§ **TASK DETAILS**: Copy the rows from the line with "Target: white concrete wall" up to and including the line with "[(560, 327)]", swapping "unpaved street" for "gravel road" and leaving everything else as it is.

§ **EXCERPTED DATA**:
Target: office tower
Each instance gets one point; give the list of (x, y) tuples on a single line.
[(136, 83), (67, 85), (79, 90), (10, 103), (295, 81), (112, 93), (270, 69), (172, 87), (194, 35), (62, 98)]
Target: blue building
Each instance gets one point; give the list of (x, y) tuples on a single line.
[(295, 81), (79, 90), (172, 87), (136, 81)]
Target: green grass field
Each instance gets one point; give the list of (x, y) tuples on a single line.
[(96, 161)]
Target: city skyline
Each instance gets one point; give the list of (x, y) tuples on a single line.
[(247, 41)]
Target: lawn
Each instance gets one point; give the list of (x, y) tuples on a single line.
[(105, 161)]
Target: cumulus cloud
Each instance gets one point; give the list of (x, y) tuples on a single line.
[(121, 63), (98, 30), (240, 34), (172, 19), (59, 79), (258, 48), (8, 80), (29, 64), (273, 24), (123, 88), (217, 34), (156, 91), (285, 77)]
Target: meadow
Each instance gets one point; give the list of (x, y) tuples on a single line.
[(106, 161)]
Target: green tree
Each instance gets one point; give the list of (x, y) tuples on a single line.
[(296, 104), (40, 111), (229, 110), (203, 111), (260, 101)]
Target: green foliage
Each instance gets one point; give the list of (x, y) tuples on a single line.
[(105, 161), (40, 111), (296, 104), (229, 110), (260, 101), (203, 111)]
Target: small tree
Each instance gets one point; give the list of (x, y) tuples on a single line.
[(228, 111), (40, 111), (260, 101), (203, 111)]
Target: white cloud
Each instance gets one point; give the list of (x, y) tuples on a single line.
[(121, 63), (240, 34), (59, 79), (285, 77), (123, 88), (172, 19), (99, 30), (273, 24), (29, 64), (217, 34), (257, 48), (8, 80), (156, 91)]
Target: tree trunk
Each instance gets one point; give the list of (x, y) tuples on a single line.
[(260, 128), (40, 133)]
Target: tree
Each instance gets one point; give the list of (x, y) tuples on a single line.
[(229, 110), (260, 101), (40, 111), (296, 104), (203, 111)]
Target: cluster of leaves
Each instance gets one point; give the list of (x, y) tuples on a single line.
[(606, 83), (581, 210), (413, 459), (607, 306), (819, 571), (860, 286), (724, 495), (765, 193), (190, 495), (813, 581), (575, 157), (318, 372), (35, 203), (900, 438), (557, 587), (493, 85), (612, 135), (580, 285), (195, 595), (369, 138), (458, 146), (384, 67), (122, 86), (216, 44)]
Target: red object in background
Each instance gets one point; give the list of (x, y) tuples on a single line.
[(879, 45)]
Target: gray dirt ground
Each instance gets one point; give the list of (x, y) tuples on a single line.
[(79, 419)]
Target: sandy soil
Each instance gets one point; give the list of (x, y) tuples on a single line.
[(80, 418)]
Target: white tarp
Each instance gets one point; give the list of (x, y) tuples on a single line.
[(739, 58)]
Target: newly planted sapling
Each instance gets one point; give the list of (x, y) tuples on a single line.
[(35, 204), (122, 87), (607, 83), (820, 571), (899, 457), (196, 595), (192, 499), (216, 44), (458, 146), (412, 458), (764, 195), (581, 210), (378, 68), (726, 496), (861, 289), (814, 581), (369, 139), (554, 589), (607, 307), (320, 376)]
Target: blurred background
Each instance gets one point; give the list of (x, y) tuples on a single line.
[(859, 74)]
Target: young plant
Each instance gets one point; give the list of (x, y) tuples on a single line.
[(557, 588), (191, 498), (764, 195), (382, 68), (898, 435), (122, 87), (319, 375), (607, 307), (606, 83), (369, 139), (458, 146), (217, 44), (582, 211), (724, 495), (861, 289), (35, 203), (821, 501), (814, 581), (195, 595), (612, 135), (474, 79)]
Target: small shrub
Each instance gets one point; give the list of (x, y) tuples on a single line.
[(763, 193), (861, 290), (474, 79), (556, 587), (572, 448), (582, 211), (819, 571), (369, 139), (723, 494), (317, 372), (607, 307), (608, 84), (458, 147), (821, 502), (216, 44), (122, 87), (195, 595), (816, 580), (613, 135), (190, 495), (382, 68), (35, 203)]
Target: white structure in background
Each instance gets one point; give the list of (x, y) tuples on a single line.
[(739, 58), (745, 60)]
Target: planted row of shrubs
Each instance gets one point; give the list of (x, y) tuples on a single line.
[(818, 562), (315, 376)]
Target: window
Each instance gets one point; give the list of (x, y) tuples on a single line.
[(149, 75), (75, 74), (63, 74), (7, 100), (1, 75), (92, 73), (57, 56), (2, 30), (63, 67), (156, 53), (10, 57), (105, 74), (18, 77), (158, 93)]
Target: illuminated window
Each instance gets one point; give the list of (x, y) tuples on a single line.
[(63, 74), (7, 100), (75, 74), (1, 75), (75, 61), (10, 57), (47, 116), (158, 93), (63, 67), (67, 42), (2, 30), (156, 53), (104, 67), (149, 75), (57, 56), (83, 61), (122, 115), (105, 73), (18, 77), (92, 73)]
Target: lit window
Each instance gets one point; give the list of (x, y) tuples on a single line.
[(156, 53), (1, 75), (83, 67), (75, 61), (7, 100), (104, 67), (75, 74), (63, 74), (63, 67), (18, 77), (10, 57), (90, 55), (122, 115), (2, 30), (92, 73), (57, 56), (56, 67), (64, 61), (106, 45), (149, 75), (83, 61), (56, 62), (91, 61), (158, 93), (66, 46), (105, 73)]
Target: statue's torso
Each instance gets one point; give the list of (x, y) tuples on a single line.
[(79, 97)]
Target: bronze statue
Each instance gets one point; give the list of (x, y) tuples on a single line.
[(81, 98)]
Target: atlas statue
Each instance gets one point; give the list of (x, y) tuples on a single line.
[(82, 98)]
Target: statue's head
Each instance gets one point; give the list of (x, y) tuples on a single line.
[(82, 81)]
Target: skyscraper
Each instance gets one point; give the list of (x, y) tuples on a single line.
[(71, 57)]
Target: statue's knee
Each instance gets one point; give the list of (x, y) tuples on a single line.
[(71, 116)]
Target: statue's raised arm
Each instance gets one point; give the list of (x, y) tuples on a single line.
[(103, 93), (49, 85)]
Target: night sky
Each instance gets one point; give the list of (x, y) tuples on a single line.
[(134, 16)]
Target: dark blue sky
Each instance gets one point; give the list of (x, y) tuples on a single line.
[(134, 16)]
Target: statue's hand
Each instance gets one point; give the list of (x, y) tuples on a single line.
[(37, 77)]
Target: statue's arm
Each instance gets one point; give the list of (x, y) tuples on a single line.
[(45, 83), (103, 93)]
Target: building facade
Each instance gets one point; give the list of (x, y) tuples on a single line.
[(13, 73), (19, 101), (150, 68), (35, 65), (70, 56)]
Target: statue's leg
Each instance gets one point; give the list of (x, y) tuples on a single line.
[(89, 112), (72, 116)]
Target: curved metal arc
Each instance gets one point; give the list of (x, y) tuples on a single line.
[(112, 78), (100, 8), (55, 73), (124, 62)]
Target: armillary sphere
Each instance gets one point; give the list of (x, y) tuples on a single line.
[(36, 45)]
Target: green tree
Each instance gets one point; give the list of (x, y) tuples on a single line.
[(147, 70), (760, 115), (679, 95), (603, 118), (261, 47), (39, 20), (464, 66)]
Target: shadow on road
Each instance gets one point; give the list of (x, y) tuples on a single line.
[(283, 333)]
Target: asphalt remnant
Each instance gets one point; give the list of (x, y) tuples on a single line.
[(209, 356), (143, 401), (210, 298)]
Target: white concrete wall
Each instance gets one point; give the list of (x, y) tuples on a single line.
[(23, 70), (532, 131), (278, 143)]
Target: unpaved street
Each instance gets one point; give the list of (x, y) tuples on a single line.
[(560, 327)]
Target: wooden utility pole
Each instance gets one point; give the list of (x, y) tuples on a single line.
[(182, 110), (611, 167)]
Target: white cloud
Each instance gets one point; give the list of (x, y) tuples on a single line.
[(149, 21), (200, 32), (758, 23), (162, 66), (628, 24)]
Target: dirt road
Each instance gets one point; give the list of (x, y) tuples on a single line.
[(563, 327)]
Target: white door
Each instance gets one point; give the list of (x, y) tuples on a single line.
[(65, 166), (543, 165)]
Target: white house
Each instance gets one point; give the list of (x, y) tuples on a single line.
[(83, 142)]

§ **EXERCISE SOLUTION**:
Target: white concrete wall
Each instance gets one point; give the list of (x, y) tuples on a single line.
[(23, 70), (532, 131), (278, 143)]
Target: gravel road
Each instance gets one point; give the list of (x, y) tuples on a single line.
[(560, 327)]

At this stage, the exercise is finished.